_Page:_
──────────
Finite Element Method Modelling of Long and Short Hyperelastic Cylindrical Tubes

Abstract

The paper presents a study on modelling a rubber cylindrical tube in the finite element method software. It begins with a definition of stored energy functions of considered hyperelastic models. The main part of the paper concerns the problem under the plane deformation assumption, which physically may accurately approximate a sufficiently long tube. It is modelled in ABAQUS using two approaches. The first one consists of a quarter of the cross-section with boundary conditions that impose symmetry. The other FEM model involves an axially symmetric stress formulation. Results are compared with values obtained analytically. The paper ends with an example of numerical solutions for a short cylindrical tube without plane strain assumption.
──────────
_Recorded data:_
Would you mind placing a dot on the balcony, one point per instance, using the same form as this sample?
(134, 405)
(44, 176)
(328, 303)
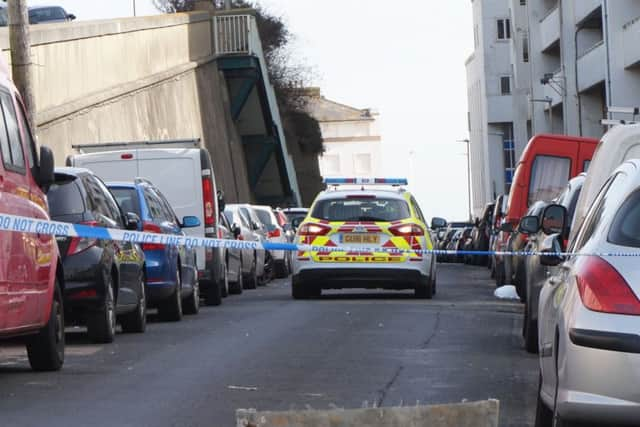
──────────
_What you are asked to do:_ Go on with the abstract on modelling hyperelastic cylindrical tubes, picking up after its last sentence. The lines play no role here.

_Exercise output:_
1 Introduction

In the case of rubber-like materials, the volumetric compressibility modulus is a few orders of magnitude larger than the shear modulus \({\text{K}}_{0} > > {\upmu }_{0}\) [1,2,3]. Therefore, when interpreting typical experimental results of uniaxial and biaxial stretching and simple shear, universal relationships resulting from the adoption of incompressible hyperelastic constitutive relationships are used [3, 4]. A significant number of papers proposed constitutive equations for rubber-like materials, see for examples [3] and extensive source literature cited there.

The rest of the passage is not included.